**Task instructions:**
1. Which abbreviations does the hydrate reservoir text define in parentheses, and what does each one stand for?
2. Write the next part of the hydrate reservoir text, picking up after its final sentence.

Water intrusion is a common issue in reservoirs containing marginal or bottom water44. Currently, the primary solution is creating impermeable artificial barriers using sealing and plugging materials, such as cement, to cut off the hydraulic connection between the reservoir and the aquifer45,46,47,48,49. This water control concept can be integrated into NGH development. Moreover, artificial barriers also increase the resistance to hot water and gas migration to the permeable cover layers, which may be promising for the safe and efficient extraction of marine NGH.
This study proposed a novel reservoir stimulation method, including the use of high-conductivity artificial fractures to improve reservoir mass and heat transfer efficiency and the use of impermeable artificial barriers to address boundary water intrusion, decomposition gas escape, and injected heat loss. Furthermore, the injection-production behavior was numerically investigated with challenging Shenhu hydrates at the SH2 site as a case study, and the influences of key parameters were analyzed. Therefore, compared with previous similar studies, the proposed mode comprehensively considers gas–water production, gas leakage, and energy utilization, and is expected to provide new insights for the safe and efficient exploitation of challenging hydrates.
Numerical modeling
Wellbore-reservoir model
The clayey silt NGH deposit at the Shenhu SH2 site, in the South China Sea, is taken as a case study. The hydrate-bearing layer (HBL) is located 185 m below the seafloor (mbsf), with a thickness of 0–44 m, and 40 m is taken here for modeling50. To accurately simulate reservoir temperature–pressure transfer, the thicknesses of the overlayer (OL) and underlayer (UL) are set to be 80 m. A three-spot horizontal well pattern was used36,37,39,40, wherein all horizontal well sections were located in the middle of the reservoir with a well spacing of 100 m. In addition, reservoir properties are assumed to be homogeneous along the well axis, and thus only a unit horizontal well section was modeled. As a result, the model size was 200 m × 200 m × 1 m, as depicted in Fig. 1.
Reservoir stimulation scheme
The reservoir stimulation consists of 2 processes: fracturing the HBL and sealing the permeable OL and UL, with a feasible scheme given as follows.

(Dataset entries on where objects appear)
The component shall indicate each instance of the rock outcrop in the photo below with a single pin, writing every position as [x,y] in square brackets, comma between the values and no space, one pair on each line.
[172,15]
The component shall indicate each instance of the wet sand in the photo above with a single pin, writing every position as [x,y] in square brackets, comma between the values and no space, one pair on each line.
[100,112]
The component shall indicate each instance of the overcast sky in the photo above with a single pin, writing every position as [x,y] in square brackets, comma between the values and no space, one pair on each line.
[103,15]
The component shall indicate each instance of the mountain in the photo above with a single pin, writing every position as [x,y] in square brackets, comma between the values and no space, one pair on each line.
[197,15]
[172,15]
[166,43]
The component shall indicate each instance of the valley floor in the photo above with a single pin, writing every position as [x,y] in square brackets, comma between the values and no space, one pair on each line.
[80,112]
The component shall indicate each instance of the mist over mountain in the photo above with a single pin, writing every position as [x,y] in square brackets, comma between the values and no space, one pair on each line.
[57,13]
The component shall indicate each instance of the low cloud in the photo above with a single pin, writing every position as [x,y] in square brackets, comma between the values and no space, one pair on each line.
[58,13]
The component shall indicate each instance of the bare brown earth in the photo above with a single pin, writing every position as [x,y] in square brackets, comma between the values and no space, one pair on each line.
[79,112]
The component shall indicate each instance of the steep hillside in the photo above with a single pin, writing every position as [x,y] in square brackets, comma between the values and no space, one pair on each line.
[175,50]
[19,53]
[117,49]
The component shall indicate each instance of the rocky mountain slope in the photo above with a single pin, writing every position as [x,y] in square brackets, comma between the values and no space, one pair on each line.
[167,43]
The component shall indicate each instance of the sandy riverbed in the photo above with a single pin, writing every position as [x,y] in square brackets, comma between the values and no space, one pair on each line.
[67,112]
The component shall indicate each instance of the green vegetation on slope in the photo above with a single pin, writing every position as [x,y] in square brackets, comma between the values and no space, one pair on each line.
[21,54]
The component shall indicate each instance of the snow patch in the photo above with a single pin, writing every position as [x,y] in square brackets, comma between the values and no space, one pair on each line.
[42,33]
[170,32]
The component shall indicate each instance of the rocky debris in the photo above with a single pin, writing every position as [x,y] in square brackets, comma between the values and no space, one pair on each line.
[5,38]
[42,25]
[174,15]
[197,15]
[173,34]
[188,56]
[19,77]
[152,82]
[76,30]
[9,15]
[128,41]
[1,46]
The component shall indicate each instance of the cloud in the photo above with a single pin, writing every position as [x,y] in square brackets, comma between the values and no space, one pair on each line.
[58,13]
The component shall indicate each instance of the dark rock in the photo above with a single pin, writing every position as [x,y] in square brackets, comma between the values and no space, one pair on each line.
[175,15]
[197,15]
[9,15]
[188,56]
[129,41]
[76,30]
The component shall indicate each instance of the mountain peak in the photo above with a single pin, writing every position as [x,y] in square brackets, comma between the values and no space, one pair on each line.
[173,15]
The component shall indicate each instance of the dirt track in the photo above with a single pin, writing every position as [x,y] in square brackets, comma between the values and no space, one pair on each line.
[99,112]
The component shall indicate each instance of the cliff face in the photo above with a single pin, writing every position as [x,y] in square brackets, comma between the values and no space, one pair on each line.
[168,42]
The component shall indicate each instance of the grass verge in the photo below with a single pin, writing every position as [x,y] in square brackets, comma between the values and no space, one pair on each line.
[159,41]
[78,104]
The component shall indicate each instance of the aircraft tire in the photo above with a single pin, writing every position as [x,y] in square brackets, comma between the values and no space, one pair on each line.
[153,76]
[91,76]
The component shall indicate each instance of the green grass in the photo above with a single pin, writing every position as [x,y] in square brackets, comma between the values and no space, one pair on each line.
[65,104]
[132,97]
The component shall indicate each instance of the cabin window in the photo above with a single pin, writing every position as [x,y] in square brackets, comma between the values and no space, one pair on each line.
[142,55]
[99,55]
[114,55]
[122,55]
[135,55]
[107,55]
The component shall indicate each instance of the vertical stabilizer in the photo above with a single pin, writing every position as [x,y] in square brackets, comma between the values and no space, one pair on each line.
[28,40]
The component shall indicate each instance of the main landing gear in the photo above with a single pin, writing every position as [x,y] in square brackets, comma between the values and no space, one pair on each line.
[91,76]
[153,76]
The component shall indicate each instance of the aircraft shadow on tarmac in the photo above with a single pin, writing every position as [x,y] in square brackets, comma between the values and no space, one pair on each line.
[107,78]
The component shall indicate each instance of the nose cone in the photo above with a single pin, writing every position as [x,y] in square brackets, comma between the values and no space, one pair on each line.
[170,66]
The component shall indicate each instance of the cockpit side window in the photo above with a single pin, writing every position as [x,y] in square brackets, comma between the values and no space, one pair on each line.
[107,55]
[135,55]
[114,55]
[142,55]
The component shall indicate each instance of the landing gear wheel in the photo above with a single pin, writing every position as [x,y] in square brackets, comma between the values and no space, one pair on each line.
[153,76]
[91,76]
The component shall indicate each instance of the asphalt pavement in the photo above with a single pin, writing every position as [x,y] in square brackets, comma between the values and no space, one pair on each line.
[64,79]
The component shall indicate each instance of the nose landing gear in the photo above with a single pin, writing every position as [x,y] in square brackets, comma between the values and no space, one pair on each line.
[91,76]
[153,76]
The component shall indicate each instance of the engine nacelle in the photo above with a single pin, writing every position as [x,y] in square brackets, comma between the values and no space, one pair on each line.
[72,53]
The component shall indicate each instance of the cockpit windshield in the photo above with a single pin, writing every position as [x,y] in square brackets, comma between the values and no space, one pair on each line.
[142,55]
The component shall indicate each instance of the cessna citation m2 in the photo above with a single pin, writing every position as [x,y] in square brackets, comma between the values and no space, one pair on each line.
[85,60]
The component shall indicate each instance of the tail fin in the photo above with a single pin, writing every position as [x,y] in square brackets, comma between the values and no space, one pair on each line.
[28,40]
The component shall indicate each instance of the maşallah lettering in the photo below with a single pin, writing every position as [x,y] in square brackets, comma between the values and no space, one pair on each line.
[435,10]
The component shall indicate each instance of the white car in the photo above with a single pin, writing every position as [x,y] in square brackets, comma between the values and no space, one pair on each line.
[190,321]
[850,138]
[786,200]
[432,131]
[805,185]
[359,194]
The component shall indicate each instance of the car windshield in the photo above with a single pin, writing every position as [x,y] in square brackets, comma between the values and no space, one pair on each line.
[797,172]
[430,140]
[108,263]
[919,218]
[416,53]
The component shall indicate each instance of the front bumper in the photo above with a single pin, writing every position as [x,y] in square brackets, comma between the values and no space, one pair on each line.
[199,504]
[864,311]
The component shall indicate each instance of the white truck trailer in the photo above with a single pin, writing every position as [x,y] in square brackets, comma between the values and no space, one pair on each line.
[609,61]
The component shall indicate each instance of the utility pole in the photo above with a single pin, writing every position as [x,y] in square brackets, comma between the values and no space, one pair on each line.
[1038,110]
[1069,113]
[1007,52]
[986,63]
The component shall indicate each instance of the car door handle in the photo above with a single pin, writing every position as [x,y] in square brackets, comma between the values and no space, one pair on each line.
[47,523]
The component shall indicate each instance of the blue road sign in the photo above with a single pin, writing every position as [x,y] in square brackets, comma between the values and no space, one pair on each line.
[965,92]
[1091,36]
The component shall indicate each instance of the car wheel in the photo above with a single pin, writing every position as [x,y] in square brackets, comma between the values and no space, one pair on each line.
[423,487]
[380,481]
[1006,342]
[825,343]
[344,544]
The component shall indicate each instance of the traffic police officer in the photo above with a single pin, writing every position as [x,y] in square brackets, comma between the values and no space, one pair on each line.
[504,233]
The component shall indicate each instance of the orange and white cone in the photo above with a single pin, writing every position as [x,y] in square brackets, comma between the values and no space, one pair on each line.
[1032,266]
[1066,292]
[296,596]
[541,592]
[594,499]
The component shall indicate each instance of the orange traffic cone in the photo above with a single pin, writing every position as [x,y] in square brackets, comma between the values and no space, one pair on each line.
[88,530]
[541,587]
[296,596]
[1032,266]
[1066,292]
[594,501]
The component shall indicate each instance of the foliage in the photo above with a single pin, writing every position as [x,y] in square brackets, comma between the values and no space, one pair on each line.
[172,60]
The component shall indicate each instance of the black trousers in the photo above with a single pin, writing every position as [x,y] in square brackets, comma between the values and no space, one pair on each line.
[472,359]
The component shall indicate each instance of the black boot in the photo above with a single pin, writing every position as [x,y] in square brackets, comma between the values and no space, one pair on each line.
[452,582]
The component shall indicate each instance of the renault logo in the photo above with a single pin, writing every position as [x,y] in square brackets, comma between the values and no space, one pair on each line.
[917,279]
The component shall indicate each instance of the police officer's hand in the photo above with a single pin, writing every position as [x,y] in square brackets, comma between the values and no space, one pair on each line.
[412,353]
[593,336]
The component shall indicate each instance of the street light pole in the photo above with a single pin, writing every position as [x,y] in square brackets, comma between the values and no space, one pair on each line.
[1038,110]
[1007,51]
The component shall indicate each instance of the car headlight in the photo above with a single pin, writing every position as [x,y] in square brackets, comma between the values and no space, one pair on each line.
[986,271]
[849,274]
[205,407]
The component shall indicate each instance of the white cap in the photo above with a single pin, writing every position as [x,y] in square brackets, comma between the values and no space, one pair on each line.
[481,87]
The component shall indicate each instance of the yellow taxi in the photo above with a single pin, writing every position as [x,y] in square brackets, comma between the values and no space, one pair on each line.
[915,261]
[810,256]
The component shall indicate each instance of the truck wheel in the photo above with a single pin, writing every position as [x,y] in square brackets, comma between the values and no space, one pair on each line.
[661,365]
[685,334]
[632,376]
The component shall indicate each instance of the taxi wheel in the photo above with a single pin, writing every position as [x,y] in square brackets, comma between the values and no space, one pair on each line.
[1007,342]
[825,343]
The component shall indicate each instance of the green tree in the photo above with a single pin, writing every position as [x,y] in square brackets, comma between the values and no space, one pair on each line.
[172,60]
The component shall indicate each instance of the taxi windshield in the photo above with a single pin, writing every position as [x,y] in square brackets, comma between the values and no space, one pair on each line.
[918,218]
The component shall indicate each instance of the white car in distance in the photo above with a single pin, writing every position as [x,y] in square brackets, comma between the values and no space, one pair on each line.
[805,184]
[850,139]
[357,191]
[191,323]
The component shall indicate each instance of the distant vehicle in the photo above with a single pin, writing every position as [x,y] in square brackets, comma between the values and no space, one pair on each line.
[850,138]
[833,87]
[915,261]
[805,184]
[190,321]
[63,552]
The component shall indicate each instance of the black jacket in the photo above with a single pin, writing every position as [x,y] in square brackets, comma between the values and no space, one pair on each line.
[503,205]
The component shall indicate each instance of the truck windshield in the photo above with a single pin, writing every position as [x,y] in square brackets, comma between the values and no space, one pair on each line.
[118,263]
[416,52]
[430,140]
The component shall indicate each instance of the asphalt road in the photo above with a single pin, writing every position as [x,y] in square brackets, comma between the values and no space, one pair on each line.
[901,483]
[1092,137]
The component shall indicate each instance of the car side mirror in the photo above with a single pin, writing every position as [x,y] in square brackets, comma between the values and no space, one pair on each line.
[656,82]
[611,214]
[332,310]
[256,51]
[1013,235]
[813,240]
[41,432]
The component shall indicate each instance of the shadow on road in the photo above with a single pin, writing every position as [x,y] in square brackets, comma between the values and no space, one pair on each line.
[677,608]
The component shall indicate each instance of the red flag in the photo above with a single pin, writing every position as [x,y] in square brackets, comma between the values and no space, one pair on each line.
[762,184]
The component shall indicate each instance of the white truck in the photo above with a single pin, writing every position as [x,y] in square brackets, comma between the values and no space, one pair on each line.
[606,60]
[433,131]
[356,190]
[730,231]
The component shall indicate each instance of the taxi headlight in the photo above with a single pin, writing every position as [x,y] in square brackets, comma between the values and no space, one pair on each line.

**Results by task:**
1.
- HBL: hydrate-bearing layer
- mbsf: meters below the seafloor
- OL: overlayer
- UL: underlayer

2.
First, one horizontal artificial fracture is created between wells by hydraulic fracturing technology (Fig. 1), which has been commonly used to improve inter-well heat and mass transfer efficiency36,37,38. It should be noted that, although NGH deposition has the characteristics of low strength and weak/unconsolidated, several researches have proved that hydraulic fractures can be generated from the sample scale51,52,53,54,55. Nevertheless, due to the complex and uncertain geostress state of deep-sea sedimentary laye, fracture morphology cannot be determined yet. Here, referring to previous studies29,36,37,43,56, it is assumed that a horizontal fracture is formed with a fracture half-length of 100 m and fracture width of 0.01 m.
Second, chemical sealing and plugging techniques were employed to create impermeable horizontal artificial barriers at the top and bottom of the HBL (Fig. 1). As early as 1962, this idea of creating horizontal barriers for controlling water coning was proposed49. Subsequently, a variety of chemical water shutoff agents was developed, such as gel and polymer, thus making it feasible to create large artificial barriers with the processes of “injection, migration, plugging, and stabilization”44,46,48. E.g., Bai et al.45 achieved “long-distance, long-lasting” profile control in oil reservoirs using in-situ generation of dispersed gel particles under reservoir conditions.
After the artificial barriers and fractures were built, production was initiated using depressurization and hot water injection, as depicted in Fig. 1. Referring to previous studies, the intermediate wells inject thermostatic hot water at a constant injection pressure, whereas the lateral wells produce at a constant bottom-hole pressure36,37,38. It should be noted that wellbore stability was not considered in this study. Given that hydraulic fracturing may disrupt the integrity of the formation, in particular, hydrate dissociation can further weaken the formation strength and induce issues such as fracture closure and submarine landslide. All of these pose significant challenges to wellbore stabilization. These geomechanical issues need to be addressed in further research.
Generalization of the artificial barrier and the fracture
The artificial barriers and fractures were generalized as porous media. The thickness of the artificial barrier was assumed to be 1 m, and there was no fluid flow. In addition, the fluid flow in the artificial fractures followed the continuous multiphase Darcy’s law:
The relative permeabilities model in Ref.57 is employed:
The aqueous phase pressure is described as:
Gas–water capillary pressure is given by Ref.58:
The diffusive mass flux in the gas phase is calculated by:
Gas tortuosity is given by Ref.59:
The diffusive mass fluxes of water vapor and methane gas satisfy the following relationship:
Numerical code and initial conditions
TOUGH + HYDRATE (T + H), specially developed for the simulation of methane hydrate deposition systems, was adopted because of its internationally recognized reliability60,61. Furthermore, T + H has been widely used in the production performance evaluation of Shenhu hydrates, demonstrating its superior mine-scale simulation capability19,62,63.
Given the connectivity of pore water in permeable deposits, the reservoir pressure is calculated from the hydrostatic pressure gradient, as follows.
Reservoir temperature is derived by the geothermal gradients, as follows.
Model parameters are listed in Table 2.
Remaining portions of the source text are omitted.